Work task
Transcribe every entry verbatim; omit pictures.

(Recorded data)
------------------------------------------------------------------------

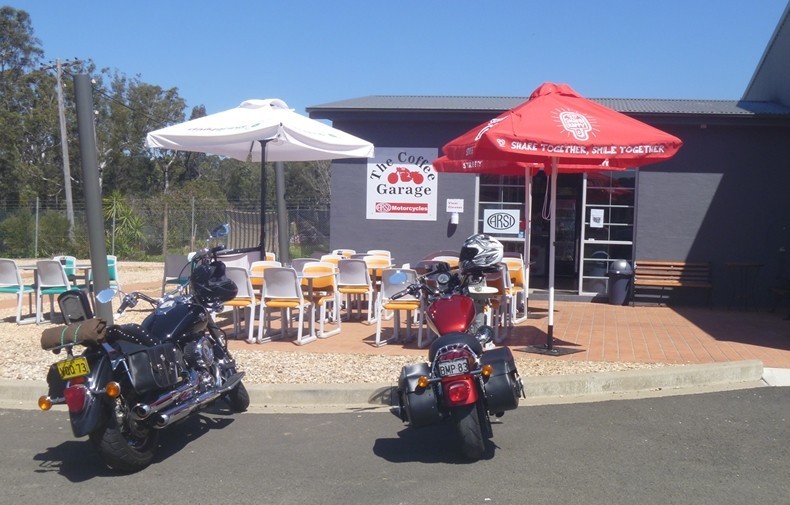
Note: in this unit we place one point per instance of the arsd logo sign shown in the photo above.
(501, 221)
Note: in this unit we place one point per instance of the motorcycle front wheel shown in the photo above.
(122, 448)
(467, 424)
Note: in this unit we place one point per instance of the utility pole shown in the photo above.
(64, 147)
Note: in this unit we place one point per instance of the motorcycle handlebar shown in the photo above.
(131, 299)
(208, 253)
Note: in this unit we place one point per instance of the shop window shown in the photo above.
(608, 233)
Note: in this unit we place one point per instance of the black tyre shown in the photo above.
(124, 448)
(238, 398)
(467, 423)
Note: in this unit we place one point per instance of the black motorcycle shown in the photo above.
(132, 380)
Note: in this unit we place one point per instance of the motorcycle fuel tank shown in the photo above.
(447, 315)
(172, 321)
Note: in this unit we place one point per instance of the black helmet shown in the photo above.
(210, 285)
(480, 252)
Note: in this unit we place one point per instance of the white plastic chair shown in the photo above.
(322, 293)
(11, 282)
(256, 273)
(51, 279)
(353, 280)
(394, 280)
(499, 305)
(282, 290)
(68, 263)
(245, 299)
(518, 293)
(346, 253)
(176, 270)
(380, 252)
(299, 263)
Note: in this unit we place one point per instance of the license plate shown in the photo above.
(73, 367)
(454, 367)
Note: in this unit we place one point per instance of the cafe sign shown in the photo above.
(401, 184)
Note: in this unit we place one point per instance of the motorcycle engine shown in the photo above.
(198, 353)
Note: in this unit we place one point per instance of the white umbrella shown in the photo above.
(261, 130)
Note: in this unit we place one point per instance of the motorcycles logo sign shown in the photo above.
(402, 185)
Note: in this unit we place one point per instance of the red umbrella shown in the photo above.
(565, 132)
(558, 123)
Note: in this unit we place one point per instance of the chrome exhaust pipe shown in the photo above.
(165, 419)
(143, 411)
(168, 417)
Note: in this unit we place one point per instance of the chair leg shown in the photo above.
(379, 342)
(300, 338)
(250, 323)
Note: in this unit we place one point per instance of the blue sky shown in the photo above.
(313, 52)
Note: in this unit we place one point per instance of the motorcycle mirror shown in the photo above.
(485, 334)
(398, 277)
(105, 295)
(220, 231)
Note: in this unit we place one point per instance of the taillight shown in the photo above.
(76, 395)
(458, 392)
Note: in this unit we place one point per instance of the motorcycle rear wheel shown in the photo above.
(467, 424)
(238, 398)
(123, 450)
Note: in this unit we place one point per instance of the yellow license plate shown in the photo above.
(73, 367)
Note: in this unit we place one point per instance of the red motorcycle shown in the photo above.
(465, 380)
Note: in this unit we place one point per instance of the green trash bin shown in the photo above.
(621, 277)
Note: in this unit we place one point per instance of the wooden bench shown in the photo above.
(672, 274)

------------------------------------------------------------------------

Written response
Note: in this unit we place one point per instance of the arsd logo sign shown in the photo above.
(501, 221)
Note: in this unit we place one point per instance of the motorcycle front wheel shown in the photo above.
(122, 448)
(467, 424)
Note: in this unit we place one point per instance of the utility pole shown in the photo above.
(64, 147)
Note: in this unit we place one point per instance of the motorcycle handlebar shown in the photo above.
(131, 299)
(208, 253)
Note: in this unit we place one point per instance of the shop window shown in the photo above.
(608, 233)
Note: in this unit we place one point per instance of the black tyre shown in the photo above.
(124, 448)
(238, 398)
(467, 423)
Note: in this unit we place one point per instance of the black motorcycle shown in the photo above.
(132, 380)
Note: in this unit we place one point per instance of the motorcycle fuel tank shown in the photo above.
(447, 315)
(172, 321)
Note: in this unit we place one point per instance of the black helmet shown in the photo above.
(210, 285)
(480, 252)
Note: in this unit we place one point per instance of the white plastic chair shown in the photo above.
(322, 293)
(11, 282)
(256, 273)
(51, 279)
(353, 280)
(394, 280)
(499, 305)
(282, 290)
(68, 263)
(245, 299)
(518, 293)
(346, 253)
(176, 270)
(380, 252)
(299, 263)
Note: in this unit we place one point per instance of the license plate shown in the photo above.
(73, 367)
(454, 367)
Note: in this unit we place one point per instance of the cafe sign shown in the photo above.
(401, 184)
Note: in this unit we place one point per instance of the motorcycle engine shown in the photo above.
(198, 353)
Note: in this unit we place one point per instance of the white umbrella shown in the photo above.
(261, 130)
Note: in this unit we place one point per instance of the motorcycles logo sign shown in the photo above.
(402, 185)
Note: in this unit we place one point per instance of the red umbrella shown in the photo above.
(565, 132)
(558, 123)
Note: in this unit we place one point per instance of the chrome exhaust pipe shown in the photo above.
(165, 419)
(143, 411)
(168, 417)
Note: in this unit we place one point per instance of the chair leg shown in the photo above.
(379, 342)
(300, 338)
(250, 323)
Note: in this unit we place one point per instance of the blue sky shown in the photo above.
(313, 52)
Note: in this unit we place one point per instance of the motorcycle mirror shown in the photo above.
(485, 334)
(398, 277)
(105, 295)
(220, 231)
Note: in this unit we place one point per instance of the taillight shown in the photo above.
(76, 395)
(458, 392)
Note: in this unit we place one point per instance of the motorcycle rear wheel shown in the photo above.
(467, 424)
(238, 398)
(123, 450)
Note: in this unit we place one point per instance of the yellow license plate shown in the photo above.
(73, 367)
Note: in this unit we place one point per instance of the red motorcycle shown in the photo above.
(465, 380)
Note: in this unit we place one point per instance of the green trash bin shown in the photo above.
(621, 277)
Note: in this unit we place one point per instance of the wooden bench shown in the photo above.
(672, 274)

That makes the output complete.